━━━ Task input

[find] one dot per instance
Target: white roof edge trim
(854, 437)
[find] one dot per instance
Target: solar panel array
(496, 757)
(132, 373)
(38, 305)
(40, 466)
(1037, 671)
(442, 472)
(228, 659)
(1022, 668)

━━━━━━

Change "Target" to "Object" throughout the listing above, keeping every other line unchanged.

▶ _Final result_:
[find] one dot per instance
Object: white roof edge trim
(854, 437)
[find] one dot per instance
Object: solar panel array
(496, 757)
(132, 373)
(38, 305)
(40, 466)
(1037, 671)
(442, 472)
(228, 659)
(1022, 668)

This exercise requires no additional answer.